Excerpt to read: Begin

Philippines’s logistics market potentially remains to be great as the market offers a lot of opportunities for investors even if it's not yet mature compared to its ASEAN Neighbors like Singapore and Malaysia.
The Philippines is ranked 60th out of 168 countries in the Logistics Performance Index of the World Bank as of 2018.
In a recent webinar, Tom Over, director of industrial and logistics, JLL Philippines, said the country needs to scale up to be at par with the more mature markets such as Singapore. Investors right now are looking for investments that will give higher yields around 12 percent.
“Big companies with huge landbanks can form a joint venture with a major foreign player to build institutional centers that can attract more investors in the country,” Over said.
Stuart Ross, JLL head of industrial and logistics for Southeast Asia said to attract investors in the logistics industry, the country must continue to develop its infrastructure since the infrastructure is critical to bring efficiency in the supply.
He added, “roads, ports, free trade agreements, tax incentives are extremely important for large companies that can bring a lot of suppliers for the industry."
Over said, despite the economies of Southeast Asia being heavily blown by the pandemic, investors remain bullish as manifested by the clean shift of capital to the Southeast Asian region in 2020 and will continue in 2021.
“Logistics has been a core part of a diversified portfolio. We see a lot in investors in commercial, residential, hotel and retail moving their capital to logistics,” he said.
“Ten years ago, average size of the deals value on logistics was only $19 million but it has increased to $33 million so far. Obviously, there are rising of values and entry of capitals in the market,” he pointed out.
Over emphasized that the supply and demand dynamics right now is a big factor in propelling the industry’s growth and that it is not too late to enter the sector.
He added the market will continue to experience undersupply, and at the same time see more groups that will enter the logistics sector. Furthermore, Ross said we will see more assets to be developed in time as the capital market will be busy talking to investors, and companies from North America and Europe are also preparing to enter the ASEAN market for big opportunities.
“There is going to have an international demand for joint venture [JV] in this space. They are looking to enter the Philippines and build large institutional facilities to absorb the demand. There is definitely opportunity here,” he said.
In a related development, the Lobien Realty Group (LRG) forecasted the local logistics market to achieve an 8.8-percent growth rate from 2018 to 2024 worth P9.70 billion to P1-trillion market by 2023.
LRG also pointed out the impressive performance of e-commerce in the Philippine economy. By the end of 2020, revenues in the e-commerce market are expected to hit $3.540 million. It is also projected to have an annual growth rate of 18.4 percent and is expecting a projected market value of $6.956 million by 2024.
Ross said as more people are using the digital platform for selling products as well as services, the e-commerce growth will boost logistics in Southeast Asia. Pharmaceutical industries, cold storage chains specifically food are other sectors that can boost logistics.
According to Ross, there will be a strong push for a stronger supply chain in a post-pandemic era as countries are going to stockpile products such as medicines and food.
Christophe Vicic, country head of JLL Philippines, said that the Philippines has one of the lowest vacancies in Southeast Asia with an average rate of 10 percent.
“It remains a good area for investment as supply is still a challenge in the region and demand is going up,” he said.

Excerpt to read: End

What the task requires:
In the article on the Philippine logistics market, copy out everything from "Over emphasized that" down to "for big opportunities.", replacing "undersupply" with "a shortage of supply".

Information: Begin

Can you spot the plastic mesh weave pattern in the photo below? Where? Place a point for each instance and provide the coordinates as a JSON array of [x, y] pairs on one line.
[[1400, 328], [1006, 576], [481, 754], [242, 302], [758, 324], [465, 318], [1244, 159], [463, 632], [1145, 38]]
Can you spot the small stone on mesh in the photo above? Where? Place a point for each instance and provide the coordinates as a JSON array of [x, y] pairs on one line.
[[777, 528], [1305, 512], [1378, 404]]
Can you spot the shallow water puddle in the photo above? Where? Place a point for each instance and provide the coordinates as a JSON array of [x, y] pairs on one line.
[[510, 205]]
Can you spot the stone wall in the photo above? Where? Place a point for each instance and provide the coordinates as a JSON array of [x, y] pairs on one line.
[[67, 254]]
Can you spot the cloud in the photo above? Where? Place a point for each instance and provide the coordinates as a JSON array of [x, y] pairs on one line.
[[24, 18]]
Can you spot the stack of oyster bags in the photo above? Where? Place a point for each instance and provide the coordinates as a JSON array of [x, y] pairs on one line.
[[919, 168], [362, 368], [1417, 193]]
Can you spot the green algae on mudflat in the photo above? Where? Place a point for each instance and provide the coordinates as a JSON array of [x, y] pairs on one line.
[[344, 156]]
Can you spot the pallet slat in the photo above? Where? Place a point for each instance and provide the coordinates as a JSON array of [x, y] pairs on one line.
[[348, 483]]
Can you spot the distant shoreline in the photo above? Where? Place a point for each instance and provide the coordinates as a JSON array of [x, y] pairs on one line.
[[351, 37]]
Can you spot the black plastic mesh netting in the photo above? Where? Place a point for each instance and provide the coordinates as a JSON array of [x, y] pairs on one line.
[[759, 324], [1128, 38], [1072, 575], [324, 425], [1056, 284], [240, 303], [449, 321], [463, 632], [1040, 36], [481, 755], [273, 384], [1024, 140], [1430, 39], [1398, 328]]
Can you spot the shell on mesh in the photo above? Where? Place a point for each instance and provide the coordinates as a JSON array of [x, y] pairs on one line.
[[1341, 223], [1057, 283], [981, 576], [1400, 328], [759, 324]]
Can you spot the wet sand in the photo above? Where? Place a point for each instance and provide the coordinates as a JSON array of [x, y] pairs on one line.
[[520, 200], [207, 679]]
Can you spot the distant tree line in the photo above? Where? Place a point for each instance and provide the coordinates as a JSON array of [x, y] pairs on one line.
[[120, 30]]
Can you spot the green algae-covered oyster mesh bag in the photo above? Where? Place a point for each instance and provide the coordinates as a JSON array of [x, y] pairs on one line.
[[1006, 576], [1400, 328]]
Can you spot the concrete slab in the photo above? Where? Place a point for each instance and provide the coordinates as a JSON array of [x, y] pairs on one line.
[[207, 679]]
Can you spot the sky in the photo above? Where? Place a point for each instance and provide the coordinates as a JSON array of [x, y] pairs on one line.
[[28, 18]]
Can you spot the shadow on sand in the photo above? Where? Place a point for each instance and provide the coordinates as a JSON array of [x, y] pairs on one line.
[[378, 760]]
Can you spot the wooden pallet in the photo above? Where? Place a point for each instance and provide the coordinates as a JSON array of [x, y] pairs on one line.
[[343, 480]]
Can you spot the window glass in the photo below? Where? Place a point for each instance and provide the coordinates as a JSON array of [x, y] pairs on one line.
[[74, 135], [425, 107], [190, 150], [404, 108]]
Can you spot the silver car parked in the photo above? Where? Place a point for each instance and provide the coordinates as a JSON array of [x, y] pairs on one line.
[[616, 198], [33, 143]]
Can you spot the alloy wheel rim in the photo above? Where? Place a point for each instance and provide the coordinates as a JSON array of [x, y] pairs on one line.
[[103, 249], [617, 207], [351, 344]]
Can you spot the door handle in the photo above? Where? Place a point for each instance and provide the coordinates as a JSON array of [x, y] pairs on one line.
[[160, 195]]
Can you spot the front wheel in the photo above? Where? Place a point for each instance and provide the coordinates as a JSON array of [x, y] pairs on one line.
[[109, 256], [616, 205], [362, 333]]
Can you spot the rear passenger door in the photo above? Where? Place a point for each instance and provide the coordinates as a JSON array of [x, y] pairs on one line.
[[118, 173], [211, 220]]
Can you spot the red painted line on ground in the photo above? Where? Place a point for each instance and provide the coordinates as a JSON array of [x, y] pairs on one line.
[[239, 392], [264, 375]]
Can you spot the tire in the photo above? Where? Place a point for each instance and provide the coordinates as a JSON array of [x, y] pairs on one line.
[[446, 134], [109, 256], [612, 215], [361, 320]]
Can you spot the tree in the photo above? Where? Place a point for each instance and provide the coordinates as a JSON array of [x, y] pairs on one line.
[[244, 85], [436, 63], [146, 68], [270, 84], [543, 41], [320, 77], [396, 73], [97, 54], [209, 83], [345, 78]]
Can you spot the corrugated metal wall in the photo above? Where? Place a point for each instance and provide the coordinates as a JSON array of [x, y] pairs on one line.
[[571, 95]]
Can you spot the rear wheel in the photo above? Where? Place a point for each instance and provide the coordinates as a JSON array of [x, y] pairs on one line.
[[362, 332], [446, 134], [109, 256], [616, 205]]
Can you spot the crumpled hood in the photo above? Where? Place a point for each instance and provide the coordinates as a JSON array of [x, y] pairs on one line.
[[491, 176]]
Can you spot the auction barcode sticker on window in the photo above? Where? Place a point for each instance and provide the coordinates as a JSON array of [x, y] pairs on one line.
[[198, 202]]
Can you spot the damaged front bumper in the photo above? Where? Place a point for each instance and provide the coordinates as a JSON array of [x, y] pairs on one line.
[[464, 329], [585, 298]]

Information: End

Exercise response:
Over emphasized that the supply and demand dynamics right now is a big factor in propelling the industry’s growth and that it is not too late to enter the sector.
He added the market will continue to experience a shortage of supply, and at the same time see more groups that will enter the logistics sector. Furthermore, Ross said we will see more assets to be developed in time as the capital market will be busy talking to investors, and companies from North America and Europe are also preparing to enter the ASEAN market for big opportunities.